[GIVEN DATA]:
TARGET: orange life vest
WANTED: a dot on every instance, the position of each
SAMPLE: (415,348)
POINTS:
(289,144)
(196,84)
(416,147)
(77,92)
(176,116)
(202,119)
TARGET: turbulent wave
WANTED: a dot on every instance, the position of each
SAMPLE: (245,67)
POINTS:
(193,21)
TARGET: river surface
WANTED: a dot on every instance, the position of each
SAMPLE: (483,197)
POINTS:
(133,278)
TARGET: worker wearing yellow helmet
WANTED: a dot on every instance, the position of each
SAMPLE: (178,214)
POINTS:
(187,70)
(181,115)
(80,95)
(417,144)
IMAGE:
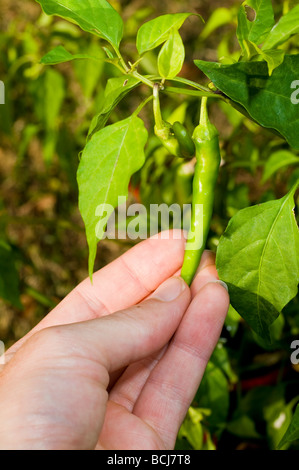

[PROBLEM STATEMENT]: Reproduce the material above line for line, character for character, but omit the picture.

[WRITTEN RESPONSE]:
TARGET: orange life vest
WANTED: a dot on every instance, the position of each
SAMPLE: (415,348)
POINTS:
(289,144)
(196,84)
(416,147)
(77,92)
(176,116)
(202,119)
TARGET: turbulent wave
WANTED: a dot on every instance, the position of each
SAMPLE: (245,67)
POINTS:
(193,21)
TARGET: river surface
WANTED: a dot on every instance, the position of each
SAMPLE: (483,197)
POINTS:
(133,278)
TARGET: worker wearing yellow helmet
WANTED: a dot on every instance, the position of each
SAMPLE: (178,214)
POINTS:
(187,70)
(181,115)
(80,95)
(417,144)
IMAGE:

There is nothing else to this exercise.